* [Brano]:
◆ ◆ ◆ ◆ ◆ ◆ ◆
Il cautissimo Aldo Moro aveva l’abitudine di ripetere: non dobbiamo scegliere il Mediterraneo dal momento che ci siamo in mezzo. E quella che può forse essere considerata la personalità politica e imprenditoriale più propulsiva della prima Repubblica, Enrico Mattei, fu in grado non solo di interloquire con i governi mediorientali, ma anche di contribuire a creare in quei Paesi nuova classe dirigente. Insomma l’Europa che si appresta ad accogliere migrazioni bibliche di immigrati dovrebbe non essere smemorata del proprio passato prossimo.


Le sorprese
Perfino talune rilevazioni circa il Dna di questi Paesi risultano insieme sorprendenti ed istruttive. Nella vicina Tunisia (11 milioni di abitanti) i rilievi sul genoma della popolazione dicono di una popolazione composta per il 15% di arabi, per il 35% di berberi, per il 30% di europei (circa il 25% di italiani) e per il 20% di uomini provenienti dall’Africa Nera e dall’Egitto. Proprio l’impeto delle ultime immigrazioni dovrebbe spingerci a consultare con più attenzione gli studi di Le Goff relativi all’Europa. Furono i geografi greci a consegnare agli uomini del medioevo europeo un bagaglio di cognizioni tuttora attuali. Nel processo di cristianizzazione campeggia ovviamente Sant’Agostino. E prima di lui Girolamo: la sua Bibbia latina si imporrà a tutto il medioevo. Le Confessioni agostiniane risulteranno un modello per la soggettività europea. La Città di Dio, testo scritto dopo il sacco di Roma di Alarico e dei suoi Goti nel 410 -un episodio che aveva terrorizzato le vecchie popolazioni romane e le nuove popolazioni cristiane- dà conto dei timori e del terrore dello spirito del tempo. Dopo Agostino, quelli che potremmo chiamare, sempre con Le Goff, i “fondatori culturali”: Boezio, al quale il medioevo deve tutto quello che saprà di Aristotele fino alla metà del secolo XII. La logica vetus. Quindi Cassiodoro, Isidoro di Siviglia, Beda. Gregorio Magno, il grande riformatore. Con il governo di vescovi e monaci si instaurerà in tutta Europa una nuova misura del tempo e la riorganizzazione dello spazio, tali da tenere in conto le trasformazioni operate da una quotidianità e da una convivenza caratterizzate da meticciati molteplici.
◆ ◆ ◆ ◆ ◆ ◆ ◆
* [Consegna]: Le affermazioni (a), (b) e (c) concordano con il brano? Per ciascuna rispondi sì o no, citando le parole decisive del testo: (a) In Tunisia gli europei costituiscono il 30% della popolazione. (b) La Città di Dio fu scritta prima del sacco di Roma del 410. (c) Girolamo venne dopo Agostino. Le voci sono materiale a parte, indipendente dal brano.

* [Materiale mostrato]:
◆ ◆ ◆ ◆ ◆ ◆ ◆
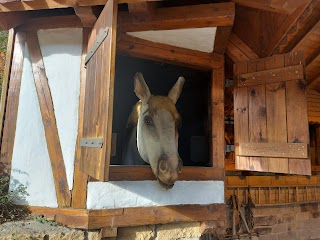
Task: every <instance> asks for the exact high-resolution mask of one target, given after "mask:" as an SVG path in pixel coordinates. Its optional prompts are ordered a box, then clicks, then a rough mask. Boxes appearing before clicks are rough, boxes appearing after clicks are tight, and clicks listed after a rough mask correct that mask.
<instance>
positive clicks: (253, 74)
mask: <svg viewBox="0 0 320 240" xmlns="http://www.w3.org/2000/svg"><path fill="white" fill-rule="evenodd" d="M303 77H304V74H303V67H302V66H301V65H295V66H288V67H283V68H277V69H269V70H265V71H260V72H253V73H247V74H240V75H238V76H237V78H236V80H237V87H244V86H257V85H263V84H268V83H279V82H285V81H291V80H297V79H302V78H303Z"/></svg>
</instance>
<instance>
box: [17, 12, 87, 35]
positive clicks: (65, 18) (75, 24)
mask: <svg viewBox="0 0 320 240" xmlns="http://www.w3.org/2000/svg"><path fill="white" fill-rule="evenodd" d="M76 27H82V22H81V21H80V19H79V17H77V16H75V15H70V16H55V17H42V18H31V19H29V20H28V21H26V22H25V23H24V24H23V25H21V26H19V27H18V28H17V29H18V30H21V31H26V32H29V31H37V30H39V29H53V28H76Z"/></svg>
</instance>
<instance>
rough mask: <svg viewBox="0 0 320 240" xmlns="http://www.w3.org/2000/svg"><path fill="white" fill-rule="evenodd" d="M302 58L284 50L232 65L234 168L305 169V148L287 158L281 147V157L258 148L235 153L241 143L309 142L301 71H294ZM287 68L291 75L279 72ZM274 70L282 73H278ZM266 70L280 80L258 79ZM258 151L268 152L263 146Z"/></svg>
mask: <svg viewBox="0 0 320 240" xmlns="http://www.w3.org/2000/svg"><path fill="white" fill-rule="evenodd" d="M303 62H304V59H303V55H302V53H290V54H286V55H275V56H272V57H270V58H265V59H259V60H255V61H249V62H240V63H237V64H235V68H234V73H235V79H238V87H237V88H235V90H234V92H235V94H234V100H235V102H234V106H235V138H236V139H235V140H236V141H235V142H236V155H237V156H236V159H235V164H236V169H240V170H251V171H261V172H279V173H291V174H303V175H310V174H311V167H310V160H309V159H308V158H307V154H306V153H307V152H297V155H296V156H300V155H299V154H304V156H305V157H301V158H299V159H294V158H292V157H291V158H290V159H289V160H288V157H290V154H285V153H284V151H282V152H283V154H284V155H286V156H283V157H276V156H274V155H272V154H269V155H268V154H267V153H263V151H261V155H260V156H255V155H252V154H251V155H250V154H248V155H247V156H245V154H241V155H240V153H241V152H239V146H241V144H242V143H280V144H279V146H278V147H280V148H281V146H282V145H281V144H286V143H304V144H308V143H309V135H308V132H309V131H308V120H307V110H306V109H307V105H306V104H307V102H306V92H305V91H306V85H305V80H304V78H303V76H304V74H303V71H302V72H301V71H300V68H301V66H303ZM288 67H290V68H288ZM293 68H295V69H296V70H295V71H293V72H294V73H295V74H296V75H294V74H293V75H292V76H291V77H288V76H286V77H283V74H284V73H285V72H287V73H288V70H286V69H293ZM280 69H282V70H283V73H281V74H278V73H280ZM261 71H262V72H261ZM290 71H291V70H290ZM267 72H268V74H269V76H270V77H271V78H272V77H273V76H275V79H276V78H277V76H278V77H279V79H281V80H280V81H279V80H278V81H273V80H272V81H270V80H269V78H270V77H269V78H268V77H265V78H264V77H263V76H265V75H266V76H268V74H266V73H267ZM250 73H252V75H251V74H250ZM270 74H271V75H270ZM288 74H289V73H288ZM290 74H291V73H290ZM290 74H289V75H290ZM250 79H252V82H254V81H256V85H254V84H253V83H252V84H247V80H248V83H251V80H250ZM286 80H288V81H286ZM248 85H249V86H248ZM239 86H240V87H239ZM252 145H254V144H252ZM273 145H274V144H273ZM261 146H263V144H261ZM270 146H271V145H270ZM306 146H307V145H304V146H302V148H304V147H306ZM288 147H290V146H289V145H288ZM300 147H301V146H300ZM284 149H286V147H285V148H284ZM264 150H265V151H268V148H265V149H264ZM298 150H300V149H298ZM264 155H265V156H269V157H263V156H264ZM271 156H273V157H272V158H271Z"/></svg>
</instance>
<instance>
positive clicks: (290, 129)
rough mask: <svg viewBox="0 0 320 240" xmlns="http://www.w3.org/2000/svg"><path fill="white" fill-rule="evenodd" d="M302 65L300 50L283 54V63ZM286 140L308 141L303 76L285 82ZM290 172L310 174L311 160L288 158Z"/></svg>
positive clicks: (294, 173) (303, 141) (306, 174)
mask: <svg viewBox="0 0 320 240" xmlns="http://www.w3.org/2000/svg"><path fill="white" fill-rule="evenodd" d="M295 64H302V65H304V56H303V53H302V52H297V53H289V54H286V55H285V65H286V66H291V65H295ZM286 88H287V89H286V101H287V128H288V130H287V131H288V142H289V143H291V142H303V143H309V128H308V113H307V100H306V82H305V80H304V78H302V79H300V80H295V81H290V82H287V83H286ZM289 172H290V173H291V174H302V175H311V160H310V159H308V160H301V159H289Z"/></svg>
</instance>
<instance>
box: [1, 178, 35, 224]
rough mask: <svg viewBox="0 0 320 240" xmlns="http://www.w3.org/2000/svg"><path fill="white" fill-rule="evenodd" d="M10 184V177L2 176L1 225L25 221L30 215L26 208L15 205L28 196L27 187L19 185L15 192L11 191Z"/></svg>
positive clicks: (17, 187)
mask: <svg viewBox="0 0 320 240" xmlns="http://www.w3.org/2000/svg"><path fill="white" fill-rule="evenodd" d="M9 182H10V178H9V176H8V175H6V174H1V175H0V224H1V223H3V222H7V221H13V220H19V219H23V218H25V217H26V216H27V215H28V214H29V213H28V211H27V210H26V208H25V207H23V206H18V205H16V204H14V201H15V200H17V199H20V198H23V197H25V196H26V195H28V193H27V192H26V187H25V186H23V185H22V184H18V185H17V186H16V187H15V189H14V190H12V191H9Z"/></svg>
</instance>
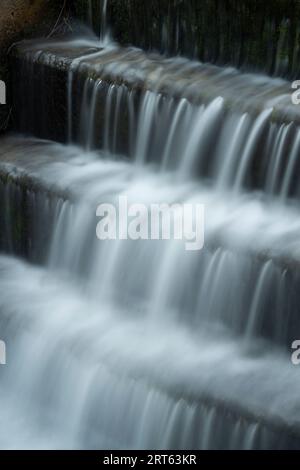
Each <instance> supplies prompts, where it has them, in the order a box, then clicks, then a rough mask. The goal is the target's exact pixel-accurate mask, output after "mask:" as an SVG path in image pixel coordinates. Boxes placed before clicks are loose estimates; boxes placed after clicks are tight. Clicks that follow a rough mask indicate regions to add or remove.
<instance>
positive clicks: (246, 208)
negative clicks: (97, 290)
mask: <svg viewBox="0 0 300 470" xmlns="http://www.w3.org/2000/svg"><path fill="white" fill-rule="evenodd" d="M104 157H105V155H103V154H99V153H98V152H84V151H82V149H81V148H79V147H77V146H70V145H68V146H65V145H61V144H58V143H54V142H49V141H42V140H38V139H29V138H28V137H27V138H22V137H21V136H12V137H8V138H5V139H2V140H1V146H0V196H1V197H0V209H1V211H0V214H1V227H2V230H1V236H0V246H1V250H2V251H4V252H9V253H11V254H18V255H21V256H25V257H26V258H27V259H29V260H31V261H34V262H39V263H40V262H46V260H47V257H48V255H49V253H50V251H51V242H53V239H54V238H55V233H56V232H55V230H56V229H57V227H58V225H59V224H62V225H61V227H64V230H63V232H62V233H61V239H62V242H63V240H65V242H66V243H67V244H68V243H69V241H68V240H69V238H70V239H71V238H73V237H75V235H77V236H78V239H77V238H76V237H75V239H76V240H77V243H76V245H75V247H74V249H72V250H71V251H72V253H73V251H74V250H75V251H76V250H78V247H80V250H81V251H80V252H81V257H83V258H84V259H85V260H86V264H87V266H86V269H85V270H84V271H85V273H87V272H89V270H93V259H94V256H93V255H91V253H92V252H93V250H91V244H92V246H93V249H95V250H96V252H97V250H98V249H99V246H100V245H98V244H97V243H99V242H98V241H97V240H96V223H97V219H96V218H95V214H96V209H97V206H98V205H99V204H100V203H101V202H103V203H107V202H109V201H115V202H116V201H117V198H118V195H120V194H127V193H128V194H129V195H130V197H131V198H134V197H135V195H136V191H138V190H139V188H140V187H141V186H142V187H143V189H144V193H145V203H146V204H147V195H149V194H151V195H152V194H153V193H154V192H155V193H156V197H157V198H158V200H160V195H161V197H163V199H162V200H163V201H164V202H166V197H167V194H168V187H170V186H172V188H173V176H172V174H159V173H158V172H157V171H152V170H151V169H149V168H148V167H145V168H144V169H143V170H141V168H139V167H138V166H135V165H132V164H131V163H129V162H124V161H118V160H117V161H113V160H111V159H109V158H108V159H107V158H104ZM183 189H184V190H183ZM160 191H161V194H160ZM176 191H177V192H176V199H175V200H176V201H178V200H181V199H180V198H182V197H183V196H182V195H183V194H184V195H185V196H184V201H185V202H187V201H189V200H193V201H194V202H195V201H199V202H200V203H203V202H205V204H206V206H207V207H209V208H211V209H208V210H207V216H206V240H205V249H204V251H203V252H202V253H200V254H199V263H198V262H197V263H192V264H189V260H190V261H192V258H188V259H185V258H184V254H185V251H184V249H183V250H182V251H181V250H179V251H178V254H177V256H178V263H179V264H180V265H182V266H183V267H184V266H186V269H187V275H186V279H187V281H186V282H189V279H190V277H191V276H192V278H194V279H199V283H200V285H197V287H195V289H192V291H194V294H195V295H194V296H193V295H192V292H191V295H190V299H189V302H190V304H191V305H190V307H189V308H190V310H191V312H190V313H189V314H187V319H188V318H190V317H193V316H194V315H198V311H199V310H201V308H200V307H199V299H198V295H197V292H198V291H201V292H202V291H203V292H204V294H205V292H206V291H207V295H208V297H209V298H210V299H211V301H210V303H211V305H214V308H213V312H214V313H213V314H211V315H210V317H211V320H213V321H216V322H219V321H220V318H221V319H222V323H223V324H224V325H225V326H226V327H229V329H230V330H232V331H233V332H234V334H235V335H238V336H239V335H244V334H246V333H247V334H249V335H250V337H256V336H258V337H261V338H264V339H268V340H271V341H273V342H274V343H276V344H278V345H280V346H282V347H283V348H284V349H285V350H286V349H288V350H290V346H291V343H292V341H294V340H295V338H297V337H298V336H299V334H300V319H299V308H298V307H299V303H300V297H299V288H298V286H299V282H300V269H299V263H300V250H299V236H298V233H299V228H298V227H299V224H300V215H299V211H297V210H295V208H294V207H288V206H284V207H283V208H282V207H279V208H278V207H277V206H276V204H274V205H270V203H269V202H268V201H266V202H262V201H261V200H260V198H259V199H258V200H255V196H254V195H252V196H251V197H250V199H249V200H248V199H247V198H245V196H243V195H241V196H235V198H234V199H230V197H229V196H228V195H225V197H224V194H223V193H222V194H220V195H217V194H216V193H215V190H214V188H210V189H209V188H207V187H206V186H202V185H201V184H199V185H196V186H195V185H194V183H193V182H192V183H190V185H187V183H184V184H183V186H182V187H181V186H180V185H179V184H178V185H177V188H176ZM172 198H174V189H173V190H172ZM167 201H168V199H167ZM172 201H173V199H172V200H170V203H172ZM139 202H143V199H142V200H141V194H140V193H139ZM148 202H149V201H148ZM256 206H257V207H256ZM82 209H83V211H84V212H80V211H81V210H82ZM78 210H79V212H77V211H78ZM256 211H257V214H258V218H256V217H253V215H254V213H255V212H256ZM76 214H77V216H78V217H77V216H76ZM82 214H83V219H82ZM282 217H284V220H282ZM76 220H84V224H81V223H80V226H79V228H78V227H77V225H76V223H75V222H76ZM72 221H74V224H75V225H76V227H77V229H78V230H75V226H74V227H73V225H72ZM249 221H251V224H249ZM244 226H246V227H247V230H246V231H245V230H244ZM73 228H74V230H75V232H76V233H74V232H73ZM282 238H284V239H285V243H284V244H283V243H282ZM253 239H255V240H256V243H255V244H253V243H252V240H253ZM154 243H155V242H154ZM59 245H60V244H59ZM72 246H73V245H72ZM139 246H140V245H138V246H137V249H138V247H139ZM159 246H160V245H159ZM141 249H142V247H141ZM150 249H153V250H154V252H153V259H156V258H155V256H157V254H158V253H157V252H156V251H155V250H157V249H158V248H157V245H155V246H154V245H149V248H148V251H149V250H150ZM149 253H151V251H149ZM163 253H164V252H163ZM163 253H160V258H161V259H163ZM135 255H136V253H135ZM154 255H155V256H154ZM91 256H92V258H91ZM197 256H198V254H197V253H196V258H194V259H198V257H197ZM182 257H183V258H182ZM71 258H73V255H71ZM96 258H97V257H96ZM121 258H122V257H121ZM125 259H127V258H126V257H125ZM139 259H140V258H139V257H137V260H139ZM176 259H177V258H176ZM58 262H60V259H58ZM65 262H66V265H67V266H68V265H69V264H68V261H65ZM137 262H138V261H137ZM185 263H186V264H185ZM216 266H218V276H216V277H215V278H214V279H209V277H207V276H208V275H209V273H210V268H211V267H216ZM62 267H63V266H62ZM137 267H138V266H137ZM195 268H196V271H195V272H194V275H192V271H190V270H194V269H195ZM78 275H79V276H80V275H81V273H80V272H78ZM223 275H224V276H225V278H226V282H227V284H226V286H227V287H226V288H224V286H223V287H222V286H221V285H220V282H219V281H220V280H222V279H223ZM182 277H183V279H185V276H184V273H183V274H182ZM241 278H242V279H243V287H242V288H241V287H240V279H241ZM205 279H206V281H205ZM218 280H219V281H218ZM205 282H206V283H207V287H206V288H205V289H204V288H201V289H200V287H201V285H202V284H203V285H204V284H205ZM203 285H202V287H203ZM209 286H210V287H209ZM208 287H209V288H208ZM185 288H186V289H188V286H186V287H185ZM221 288H222V289H223V291H224V295H225V296H227V297H226V298H227V300H228V303H229V304H230V305H231V304H232V308H231V309H230V314H229V315H227V313H226V312H224V309H223V303H222V304H220V305H219V304H218V303H215V302H214V301H213V299H214V296H215V293H217V292H218V291H219V290H220V289H221ZM119 289H120V290H122V285H121V286H119ZM207 289H208V290H207ZM141 290H143V286H141ZM253 299H256V300H255V301H253ZM270 299H271V300H270ZM205 302H206V300H205ZM254 302H255V305H256V304H257V308H256V307H255V310H254V307H253V305H254ZM200 305H201V303H200ZM254 311H255V312H256V311H257V314H258V316H257V315H256V314H255V316H254V317H253V315H254ZM200 320H201V321H202V317H201V318H200ZM298 332H299V334H298Z"/></svg>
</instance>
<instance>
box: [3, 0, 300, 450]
mask: <svg viewBox="0 0 300 470" xmlns="http://www.w3.org/2000/svg"><path fill="white" fill-rule="evenodd" d="M79 3H80V2H78V4H79ZM96 3H97V5H96V6H95V4H94V2H92V1H90V2H86V10H84V11H83V13H82V14H83V16H84V18H85V19H86V20H87V21H88V22H89V24H90V25H91V26H93V27H94V29H95V32H96V33H95V32H94V33H93V32H92V31H88V32H85V34H84V35H82V34H81V36H80V37H77V36H76V37H73V36H72V37H66V38H55V39H48V40H47V41H45V40H40V41H23V42H21V43H18V44H16V45H14V47H13V48H12V50H11V52H10V62H11V69H12V78H13V80H12V87H11V88H12V100H13V109H14V130H13V132H12V133H10V134H8V135H5V136H3V137H1V141H0V208H1V211H0V221H1V233H0V248H1V256H0V335H1V340H3V341H5V344H6V348H7V351H6V354H7V364H6V365H5V366H0V367H1V369H0V382H1V391H0V397H1V401H0V403H1V405H0V419H1V422H2V423H3V424H4V425H3V427H4V429H5V432H4V431H3V432H1V433H0V447H1V448H24V449H32V448H34V449H41V448H49V449H57V448H63V449H65V448H67V449H107V448H110V449H137V448H140V449H299V447H300V412H299V396H298V395H299V394H298V390H299V389H300V372H299V371H298V369H297V367H296V366H295V365H294V364H293V363H292V361H291V352H292V351H291V345H292V343H293V341H294V340H297V339H299V337H300V316H299V305H300V292H299V287H298V286H299V282H300V242H299V230H300V212H299V204H298V201H299V198H300V184H299V178H298V175H299V171H300V158H299V156H300V108H299V107H297V106H295V105H294V104H293V103H292V101H291V94H292V88H291V82H290V81H289V80H290V78H291V77H295V76H296V74H297V71H298V69H297V57H298V53H299V51H298V49H297V47H296V45H295V46H294V47H293V56H292V57H291V56H288V60H286V61H284V60H282V55H283V52H282V51H285V50H286V48H287V44H289V43H290V42H289V41H291V38H293V37H294V36H297V35H298V30H297V28H296V26H295V28H294V29H291V28H292V25H293V22H292V20H290V19H289V18H290V17H287V18H286V17H284V18H281V17H279V16H276V15H275V13H274V16H272V15H273V13H272V15H271V16H270V17H269V20H268V21H265V20H264V21H263V25H262V27H263V30H264V31H266V34H267V33H268V34H270V35H272V34H273V33H272V32H274V31H277V29H276V25H277V24H280V25H281V26H282V28H281V30H280V31H281V33H280V35H279V36H278V37H277V38H276V41H275V42H274V43H272V47H273V49H274V50H273V49H272V51H273V55H272V60H271V62H270V63H267V64H266V70H264V72H267V73H262V72H263V70H262V67H261V64H260V63H258V64H256V66H253V63H252V52H253V51H252V50H251V48H249V47H247V44H246V42H244V43H242V44H241V49H239V50H238V51H236V54H235V55H233V54H231V53H230V51H229V49H228V47H227V46H226V47H225V45H224V47H223V49H222V50H219V53H218V54H217V43H218V42H217V39H216V42H214V43H213V46H212V48H211V49H209V46H208V45H207V44H205V45H204V44H203V43H201V41H202V39H203V38H202V36H201V34H200V33H199V34H200V35H199V36H198V40H199V43H197V44H198V45H199V47H198V49H196V50H195V51H192V53H190V54H189V53H188V52H187V49H186V47H187V46H186V44H187V42H188V39H189V37H190V35H191V34H192V30H190V29H189V27H188V24H187V21H186V16H184V15H183V13H184V12H185V10H184V12H182V11H181V10H180V8H182V4H184V2H175V1H174V2H171V1H170V2H165V1H163V2H161V8H163V5H165V4H167V3H168V4H169V5H173V6H174V9H175V10H174V9H171V10H170V11H169V14H170V16H166V18H167V20H166V21H165V22H164V23H163V22H162V23H159V22H158V23H157V24H160V27H159V28H158V26H157V29H155V28H154V29H149V30H148V31H147V30H146V31H144V36H141V37H139V36H137V26H136V24H135V26H136V27H135V28H133V31H132V36H131V37H130V35H129V37H128V38H127V43H126V41H125V39H124V36H123V32H122V31H123V30H122V28H121V26H120V27H119V29H118V31H117V32H116V31H115V30H116V26H118V25H117V20H116V24H114V22H113V20H114V18H115V17H114V14H115V13H114V12H115V11H116V10H114V5H115V2H114V1H113V0H112V1H111V2H110V0H108V1H106V0H105V1H104V2H100V3H99V2H96ZM134 3H135V2H126V4H128V5H129V4H132V5H133V4H134ZM177 3H178V5H177ZM194 3H195V2H191V6H190V8H191V9H193V8H194V7H193V6H192V5H194ZM208 3H209V2H208V1H207V0H206V1H203V4H206V5H207V4H208ZM211 3H215V1H214V0H212V1H211ZM216 3H218V2H216ZM219 3H220V2H219ZM221 3H222V2H221ZM223 3H225V2H223ZM239 3H243V2H239ZM248 3H249V2H247V1H246V2H245V4H246V5H247V8H248V7H249V5H248ZM154 4H155V2H154V1H152V0H151V2H149V5H148V6H147V11H148V10H151V8H150V7H151V5H154ZM179 4H180V5H179ZM232 4H234V2H232ZM99 5H100V7H101V8H99ZM175 7H176V8H175ZM126 8H127V7H126ZM128 8H129V7H128ZM170 8H171V7H170ZM220 8H221V7H220ZM245 8H246V7H245ZM129 10H130V8H129ZM174 11H175V13H174ZM204 11H205V12H206V13H205V14H207V10H205V9H204ZM247 11H248V10H247ZM126 12H127V13H126V14H128V15H129V14H130V11H129V12H128V11H127V9H126ZM160 14H161V10H158V15H160ZM184 14H187V13H186V12H185V13H184ZM198 14H199V12H198V10H197V15H198ZM124 15H125V13H124ZM124 17H125V18H126V15H125V16H124ZM168 18H169V19H168ZM170 18H172V19H173V20H174V22H172V21H171V20H170ZM148 21H150V20H149V18H148ZM202 21H203V19H202ZM147 24H148V23H147ZM214 26H215V25H214ZM158 31H160V32H158ZM155 32H156V33H157V34H155ZM219 32H220V35H225V36H226V38H228V37H230V35H231V34H233V32H232V30H231V29H230V28H229V29H228V28H227V29H226V27H225V23H224V24H223V23H222V24H221V25H220V31H219ZM122 38H123V39H122ZM138 38H139V40H138ZM184 38H185V39H184ZM201 38H202V39H201ZM245 41H246V39H245ZM129 43H131V46H130V45H129ZM180 44H181V45H182V47H180ZM201 44H202V48H201V47H200V45H201ZM137 46H139V47H141V48H137ZM270 47H271V46H270ZM264 53H266V50H263V51H262V56H263V57H264ZM243 57H244V58H245V60H244V61H242V58H243ZM299 63H300V62H298V64H299ZM120 196H126V197H127V198H128V200H129V201H130V202H132V203H139V204H144V205H145V206H147V207H149V206H150V205H151V204H153V203H167V204H174V203H180V204H189V203H190V204H195V203H199V204H204V206H205V244H204V248H203V249H202V250H201V251H191V252H189V251H186V250H184V248H183V243H181V241H174V240H159V241H158V240H122V239H120V240H103V241H99V240H98V239H97V238H96V225H97V218H96V210H97V207H98V205H99V204H100V203H110V204H114V205H116V204H117V201H118V198H119V197H120Z"/></svg>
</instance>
◆ ◆ ◆ ◆ ◆ ◆ ◆
* [Esercizio svolto]:
(a) Sì: "per il 30% di europei".
(b) No: "testo scritto dopo il sacco di Roma di Alarico e dei suoi Goti nel 410".
(c) No: "E prima di lui Girolamo".